- AIM -
Rewrite each of the records below, replacing "rippled water" with "choppy water" wherever it occurs and changing nothing else. Omit the pictures from your version.

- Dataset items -
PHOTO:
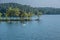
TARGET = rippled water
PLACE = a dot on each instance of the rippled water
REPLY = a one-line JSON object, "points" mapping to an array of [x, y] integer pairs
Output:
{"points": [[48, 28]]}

- ANSWER TO THIS EXERCISE -
PHOTO:
TARGET = choppy water
PLACE = a dot on each instance of the choppy water
REPLY = a one-line JSON object, "points" mapping to an array of [x, y] integer pairs
Output:
{"points": [[48, 28]]}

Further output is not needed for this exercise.